What you are asked to do » Your task is to copy the records that follow exactly, minus any images.

[Entries taken from a collection]
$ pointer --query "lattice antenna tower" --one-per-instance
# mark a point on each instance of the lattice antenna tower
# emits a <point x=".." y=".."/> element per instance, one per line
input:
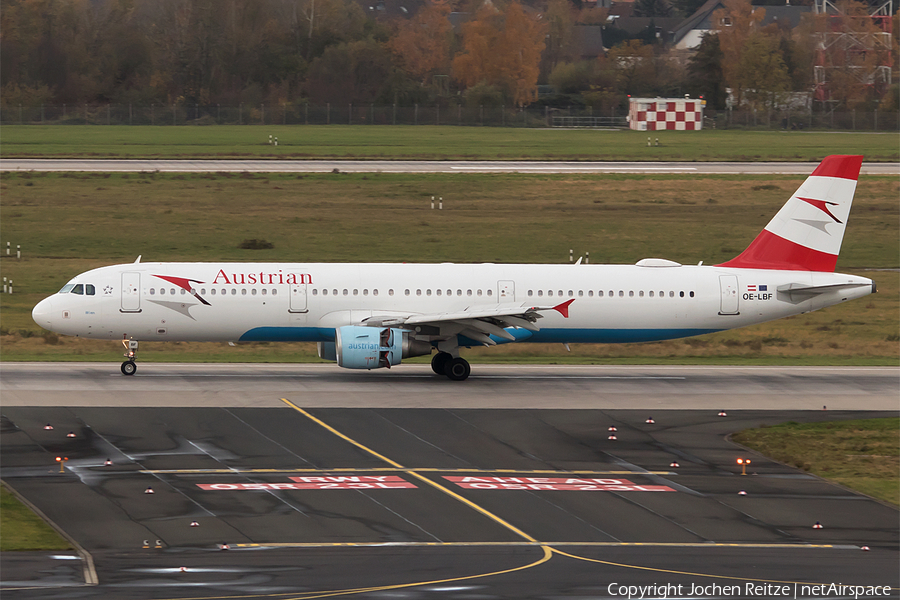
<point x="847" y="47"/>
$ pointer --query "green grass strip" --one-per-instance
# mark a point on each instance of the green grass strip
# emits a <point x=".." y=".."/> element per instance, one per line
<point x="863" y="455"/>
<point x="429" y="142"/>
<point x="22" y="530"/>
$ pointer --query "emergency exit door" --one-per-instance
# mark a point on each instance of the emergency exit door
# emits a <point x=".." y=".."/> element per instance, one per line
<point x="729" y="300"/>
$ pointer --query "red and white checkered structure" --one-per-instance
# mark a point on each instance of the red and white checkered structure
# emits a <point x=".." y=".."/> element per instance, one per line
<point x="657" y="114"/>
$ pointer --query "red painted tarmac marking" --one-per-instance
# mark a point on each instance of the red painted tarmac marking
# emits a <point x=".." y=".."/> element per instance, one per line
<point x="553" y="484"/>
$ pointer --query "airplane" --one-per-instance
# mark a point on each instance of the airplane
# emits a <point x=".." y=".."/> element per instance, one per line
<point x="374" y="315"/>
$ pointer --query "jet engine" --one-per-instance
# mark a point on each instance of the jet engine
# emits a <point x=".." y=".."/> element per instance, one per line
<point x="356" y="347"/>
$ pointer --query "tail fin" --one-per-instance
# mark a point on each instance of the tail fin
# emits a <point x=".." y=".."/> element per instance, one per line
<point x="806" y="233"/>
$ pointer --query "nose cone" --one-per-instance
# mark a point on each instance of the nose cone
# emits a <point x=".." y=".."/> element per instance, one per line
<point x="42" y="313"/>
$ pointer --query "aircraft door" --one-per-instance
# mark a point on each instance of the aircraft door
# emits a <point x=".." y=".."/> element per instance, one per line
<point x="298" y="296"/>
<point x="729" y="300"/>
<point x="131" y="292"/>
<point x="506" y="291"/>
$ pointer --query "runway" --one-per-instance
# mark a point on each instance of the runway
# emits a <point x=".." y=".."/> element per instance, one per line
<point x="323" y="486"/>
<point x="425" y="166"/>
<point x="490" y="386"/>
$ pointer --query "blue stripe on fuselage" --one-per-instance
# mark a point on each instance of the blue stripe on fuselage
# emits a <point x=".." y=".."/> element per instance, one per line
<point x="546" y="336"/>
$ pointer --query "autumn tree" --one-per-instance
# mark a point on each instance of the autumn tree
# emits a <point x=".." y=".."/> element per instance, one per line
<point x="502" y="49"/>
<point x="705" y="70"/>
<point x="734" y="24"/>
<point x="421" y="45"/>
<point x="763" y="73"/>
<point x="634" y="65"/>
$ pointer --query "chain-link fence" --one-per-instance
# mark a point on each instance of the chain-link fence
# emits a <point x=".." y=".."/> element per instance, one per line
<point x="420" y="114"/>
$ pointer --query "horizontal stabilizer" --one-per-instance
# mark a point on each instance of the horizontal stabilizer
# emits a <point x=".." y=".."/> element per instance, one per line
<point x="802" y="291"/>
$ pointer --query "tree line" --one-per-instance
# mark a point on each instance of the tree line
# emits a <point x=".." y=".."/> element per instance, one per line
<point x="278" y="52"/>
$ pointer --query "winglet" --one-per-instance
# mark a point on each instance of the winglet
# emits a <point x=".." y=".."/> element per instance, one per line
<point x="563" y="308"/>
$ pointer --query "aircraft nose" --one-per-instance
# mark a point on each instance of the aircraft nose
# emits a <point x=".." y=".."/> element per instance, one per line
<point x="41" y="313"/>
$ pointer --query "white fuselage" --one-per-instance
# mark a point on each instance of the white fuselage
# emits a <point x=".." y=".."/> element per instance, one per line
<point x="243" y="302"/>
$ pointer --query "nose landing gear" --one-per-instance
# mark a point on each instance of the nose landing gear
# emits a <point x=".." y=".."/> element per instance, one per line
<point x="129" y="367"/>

Written answer »
$ pointer --query "lattice antenna tower" --one-per-instance
# mark a point on each instance of the lattice antenna tower
# emits a <point x=".." y=".."/> element per instance, one per line
input:
<point x="847" y="47"/>
$ pointer --query "green grass strip" --one-per-instance
# mark a point on each instance of the green grass strip
# emits a <point x=".." y=".."/> element per instance, one per line
<point x="863" y="455"/>
<point x="429" y="142"/>
<point x="22" y="530"/>
$ pointer --query "emergency exit door" --one-per-instance
# mark a point on each instance of the emergency exit door
# emits a <point x=".." y=".."/> element per instance, one per line
<point x="729" y="300"/>
$ pointer --query "red and white checkered structure" --one-per-instance
# mark a point on each instance of the red and white checkered structure
# emits a <point x=".." y=".."/> element per instance, one per line
<point x="657" y="114"/>
$ pointer --query "red painted tarmac marking" --one-per-instance
# mark a point on each instance of the red painted tarmac marking
# emits a <point x=".." y=".."/> element per instance, one per line
<point x="553" y="484"/>
$ pointer --query "airplane" --one-per-instance
# mark a point on each instance of the airplane
# emits a <point x=".." y=".."/> element per instance, one per line
<point x="374" y="315"/>
$ pointer --query "jet engine" --one-per-instance
# mark a point on each instance of the jet engine
# emits a <point x=".." y=".."/> element per instance, one per line
<point x="356" y="347"/>
$ pointer --query "tail fin" --one-per-instance
# mark a point on each instance of the tail fin
# emits a <point x=".." y=".."/> element per instance, one per line
<point x="806" y="233"/>
$ pointer --query "nose cone" --one-per-instance
# mark a point on each instance of the nose cone
# emits a <point x=".." y=".."/> element per instance, one per line
<point x="42" y="313"/>
$ pointer --query "aircraft door" --one-per-instance
# mark a point on each instance of the aircraft door
# emits a <point x=".." y=".."/> element per instance, one per line
<point x="298" y="296"/>
<point x="729" y="300"/>
<point x="131" y="292"/>
<point x="506" y="291"/>
$ pointer --query "runway" --one-per-instance
# mark a point on each instance of the runway
# emits a <point x=".." y=".."/> element per instance, one per line
<point x="323" y="486"/>
<point x="425" y="166"/>
<point x="490" y="386"/>
$ pointer --query "blue stripe on fuselage" --one-per-instance
# mark a point on each instance of the blue stripe on fuselage
# emits a <point x=".." y=".."/> element per instance, one per line
<point x="546" y="336"/>
$ pointer --query "autumn tree" --one-per-instance
# mark a point on each instance of the autumn tree
# emits a <point x=".." y=".."/> element per instance, one per line
<point x="502" y="49"/>
<point x="705" y="70"/>
<point x="734" y="24"/>
<point x="421" y="45"/>
<point x="763" y="73"/>
<point x="634" y="65"/>
$ pointer --query "chain-link fence" --one-per-instance
# mark a point on each instance of the chain-link fence
# emits a <point x=".." y=".."/> element per instance, one per line
<point x="420" y="114"/>
$ pointer --query "horizontal stabilizer" --one-per-instance
# mark a point on each instance of the horizontal stabilizer
# emits a <point x=".." y=".."/> element per instance, one per line
<point x="802" y="291"/>
$ pointer --query "tree line" --one-per-instance
# mark a point on each instance of the tree line
# emits a <point x=".." y=".."/> element per instance, one per line
<point x="278" y="52"/>
$ pointer --query "winglet" --one-per-instance
# mark a point on each instance of the winglet
# emits a <point x=".." y=".."/> element per instance, one per line
<point x="563" y="308"/>
$ pointer --query "aircraft nose" --one-per-instance
# mark a point on each instance of the aircraft nose
# emits a <point x=".." y=".."/> element per instance, one per line
<point x="41" y="313"/>
$ pointer --query "white fuselage" --one-per-instance
# mark a point on each instance of the white fuselage
# emits a <point x=".." y=".."/> element per instance, one per line
<point x="243" y="302"/>
$ pointer --query "nose landing gear" --one-per-instance
# mark a point on each instance of the nose landing gear
# emits a <point x=".." y=".."/> element per instance, one per line
<point x="129" y="367"/>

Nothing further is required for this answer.